======== Records for this task ========
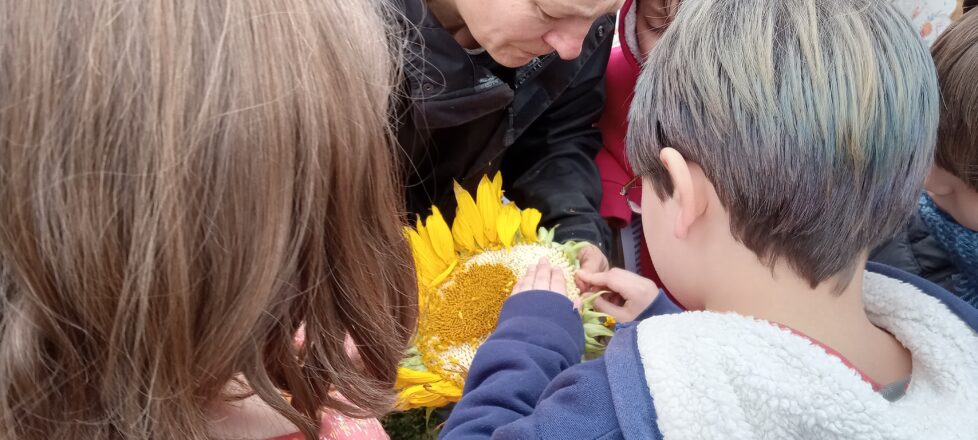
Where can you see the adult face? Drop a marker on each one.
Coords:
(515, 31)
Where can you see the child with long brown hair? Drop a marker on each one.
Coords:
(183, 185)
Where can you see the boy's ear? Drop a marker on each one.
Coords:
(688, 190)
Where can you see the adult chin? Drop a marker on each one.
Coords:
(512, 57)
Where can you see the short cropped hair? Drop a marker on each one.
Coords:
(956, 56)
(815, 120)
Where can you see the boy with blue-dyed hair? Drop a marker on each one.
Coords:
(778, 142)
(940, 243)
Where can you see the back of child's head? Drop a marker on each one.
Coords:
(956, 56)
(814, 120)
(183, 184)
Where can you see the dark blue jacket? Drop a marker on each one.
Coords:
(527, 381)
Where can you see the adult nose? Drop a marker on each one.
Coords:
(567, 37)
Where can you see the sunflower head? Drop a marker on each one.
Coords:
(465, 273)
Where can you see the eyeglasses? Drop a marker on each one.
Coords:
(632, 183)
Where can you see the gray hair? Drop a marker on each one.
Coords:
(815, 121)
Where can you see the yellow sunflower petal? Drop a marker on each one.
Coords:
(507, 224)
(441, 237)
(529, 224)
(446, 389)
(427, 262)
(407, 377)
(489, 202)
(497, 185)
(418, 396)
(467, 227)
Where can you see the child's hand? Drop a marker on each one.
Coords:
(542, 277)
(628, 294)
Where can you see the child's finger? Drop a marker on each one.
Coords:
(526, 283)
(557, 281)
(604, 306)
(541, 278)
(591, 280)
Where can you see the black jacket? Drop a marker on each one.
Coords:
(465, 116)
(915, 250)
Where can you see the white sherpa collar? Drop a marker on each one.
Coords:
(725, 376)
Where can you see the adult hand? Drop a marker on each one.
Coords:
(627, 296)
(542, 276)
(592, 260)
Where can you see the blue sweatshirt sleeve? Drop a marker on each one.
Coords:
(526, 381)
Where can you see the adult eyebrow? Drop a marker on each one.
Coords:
========
Task description -
Each entry must be retyped word for word, with every image omitted.

Task answer -
Where can you see the adult face? Drop a marker on each one.
Coords:
(515, 31)
Where can you see the child with long brown hair? Drop a marker on each one.
Coords:
(183, 185)
Where can you see the boy's ear? Drop a marker on each one.
Coords:
(688, 190)
Where can you see the adult chin? Drop a marker on each one.
Coords:
(512, 57)
Where can you see the short cropped hair? Drop a marker on each one.
Coords:
(956, 56)
(815, 120)
Where can you see the boy with blue-dyed hair? Drop a marker on each one.
Coords:
(778, 142)
(940, 243)
Where can you see the back of child's head? Drop a marker on each one.
Coords:
(956, 56)
(814, 120)
(183, 184)
Where can you see the dark blue jacket? Drop a marker on each one.
Coords:
(527, 381)
Where can you see the adult nose? Drop a marker on each one.
Coords:
(567, 37)
Where can you see the sunflower head? Drop a marker on each one.
Coords:
(465, 273)
Where can you see the eyeglasses? Drop a marker on each one.
Coords:
(632, 183)
Where can you see the gray hair? Drop a marker on each one.
Coords:
(815, 121)
Where can you see the yellow sunflower petal? Drop a marker on each one.
Coords:
(507, 224)
(441, 237)
(529, 224)
(446, 389)
(427, 262)
(407, 377)
(489, 202)
(497, 185)
(418, 396)
(467, 227)
Where can you see the child's hand? Drop a marker on each one.
Coords:
(542, 277)
(628, 294)
Where can you see the child's finger? Drop a marker on each one.
Coords:
(526, 283)
(557, 281)
(604, 306)
(541, 278)
(591, 280)
Where can you see the black jacket? Drop a marker on each one.
Coords:
(465, 116)
(915, 250)
Where can you see the white sherpa collar? Drop a marker on each one.
Coords:
(725, 376)
Where can you see the adult hand? Drop a marker on each one.
Coords:
(627, 296)
(542, 276)
(592, 260)
Where can you see the blue sweatshirt sleeve? Drop a marker on each one.
Coords:
(526, 381)
Where can you see the adult eyebrow? Drop a marker on each one.
Coords:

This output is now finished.